» Passage:

ID 683176
Date 9/24/2018
Public

## 2.6. Optimizing an OpenCL Design Example Based on Information in the HTML Report

A guide on how to leverage the information in the HTML report to optimize an OpenCL™ kernel.

OpenCL design example that performs matrix square AxA:

// performs matrix square A*A
// A is a square len*len matrix

kernel void matrix_square (global float* restrict A,
unsigned len,
global float* restrict out) {
for(unsigned oi = 0; oi < len*len; oi++) {
float sum = 0;
int row = oi % len;
for (int col = 0; col < len; col++) {
unsigned i = (row * len) + col;  // 0, 1, 2, 3, 4,...
unsigned j = (col * len) + row;  // 0, 3, 6, 9, 1,...
sum += A[i] * A[j];
}
out[oi] = sum;
}
}

The system view of the area report for the kernel matrix_square indicates that the estimated usages of flipflops (FF) and RAMs for Block3 are high. Further examination of Block3 in the system viewer shows that Block3 also has a high latency value.

Figure 26. Area Report and System Viewer Results for the Unoptimized Kernel matrix_square

The cause for these performance bottlenecks is because the system is loading data from global memory from inside a loop. Therefore, the first optimization step you can take is to preload the data into local memory, as shown in the modified code below.

kernel void matrix_square_v1 (global float* restrict A,
unsigned len,
global float* restrict out)
{
// 1. preload the data into local memory
//    - suppose we know the max size is 4X4

local int cache_a[16];
for(unsigned k = 0; k < len*len; k++) {
cache_a[k] = A[k];
}

for(unsigned oi = 0; oi < len*len; oi++) {
float sum = 0;
int row = oi % len;
for(int col = 0; col < len; col++) {
unsigned i = (row * len) + col;  // 0, 1, 2, 3, 4,...
unsigned j = (col * len) + row;  // 0, 3, 6, 9, 1,...
sum += cache_a[i] * cache_a[j];
}
out[oi] = sum;
}
}
Figure 27. Area Report and System Viewer Results for the Modified Kernel matrix_square_v1

As shown in the area report and the system viewer results, preloading the data into local memory reduces the RAM usage by one-third and lowers the latency value from 255 to 97.

Further examination of the area report of matrix_square_v1 shows that the code line int row = oi % len, which is line 30 in the area report below, uses an unusually large amount of area because of the modulus computation.

Figure 28. Source View of the Area Report for the Modified Kernel matrix_square_v1

If you remove the modulus computation and replace it with a column counter, as shown in the modified kernel matrix_square_v2, you can reduce the amount of adaptive look-up table (ALUT) and FF usages by 50%.

kernel void matrix_square_v2 (global float* restrict A,
unsigned len,
global float* restrict out)
{
// 1. preload the data into local memory
//    - suppose we know the max size is 4X4
// 2. remove the modulus computation

local int cache_a[16];
for (unsigned k = 0; k < len*len; k++) {
cache_a[k] = A[k];
}

unsigned row = 0;
unsigned ci = 0;
for (unsigned oi = 0; oi < len*len; oi++) {
float sum = 0;

// keep a column counter to know when to increment row
if (ci == len) {
ci = 0;
row += 1;
}
ci += 1;

for (int col = 0; col < len; col++) {
unsigned i = (row * len) + col;   // 0, 1, 2, 3, 4,...

(Pointing rows)
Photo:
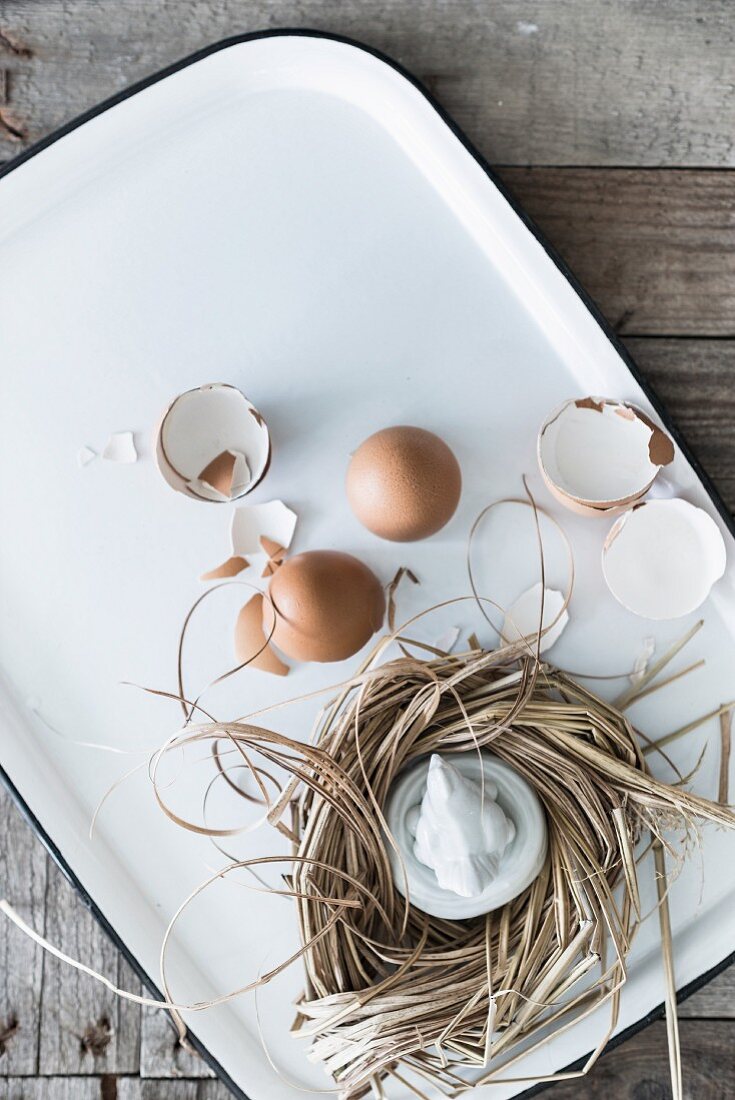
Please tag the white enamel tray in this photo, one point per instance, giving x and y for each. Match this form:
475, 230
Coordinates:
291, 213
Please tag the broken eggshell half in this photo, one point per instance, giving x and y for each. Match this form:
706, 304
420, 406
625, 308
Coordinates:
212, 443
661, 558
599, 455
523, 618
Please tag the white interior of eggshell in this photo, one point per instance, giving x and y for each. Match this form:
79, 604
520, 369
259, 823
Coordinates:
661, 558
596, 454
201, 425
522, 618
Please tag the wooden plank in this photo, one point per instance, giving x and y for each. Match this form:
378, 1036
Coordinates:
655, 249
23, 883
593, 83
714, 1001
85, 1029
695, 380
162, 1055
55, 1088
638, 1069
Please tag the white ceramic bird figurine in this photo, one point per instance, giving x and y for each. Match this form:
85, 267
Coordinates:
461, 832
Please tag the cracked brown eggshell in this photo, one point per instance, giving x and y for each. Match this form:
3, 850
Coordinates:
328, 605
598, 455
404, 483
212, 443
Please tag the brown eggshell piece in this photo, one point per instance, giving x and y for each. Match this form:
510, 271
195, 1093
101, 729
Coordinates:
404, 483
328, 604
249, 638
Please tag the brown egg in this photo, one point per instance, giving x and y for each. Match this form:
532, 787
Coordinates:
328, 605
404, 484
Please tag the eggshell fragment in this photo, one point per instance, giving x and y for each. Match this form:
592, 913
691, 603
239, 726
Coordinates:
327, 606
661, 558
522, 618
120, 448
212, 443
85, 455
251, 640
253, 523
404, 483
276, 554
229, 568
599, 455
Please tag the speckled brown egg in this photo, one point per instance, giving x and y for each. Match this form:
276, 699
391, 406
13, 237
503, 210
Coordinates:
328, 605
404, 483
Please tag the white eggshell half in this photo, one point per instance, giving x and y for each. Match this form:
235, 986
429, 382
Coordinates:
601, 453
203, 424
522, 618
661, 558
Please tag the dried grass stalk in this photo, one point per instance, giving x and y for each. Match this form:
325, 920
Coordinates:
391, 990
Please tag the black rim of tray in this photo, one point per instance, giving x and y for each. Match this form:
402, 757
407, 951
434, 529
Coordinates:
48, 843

» List of tasks:
(a) Reproduce the OpenCL optimization guide word for word, everything from "Figure 26. Area Report" down to "modified code below.".
(b) In the OpenCL optimization guide, condense the paragraph beginning "The system view of the area report" into one shorter sentence that keeps its main facts.
You won't need the rows for any of this.

» Answers for the tasks:
(a)
Figure 26. Area Report and System Viewer Results for the Unoptimized Kernel matrix_square

The cause for these performance bottlenecks is because the system is loading data from global memory from inside a loop. Therefore, the first optimization step you can take is to preload the data into local memory, as shown in the modified code below.

(b) For the kernel matrix_square, the area report's system view and the system viewer show that Block3 has high estimated flipflop (FF) and RAM usage and a high latency value.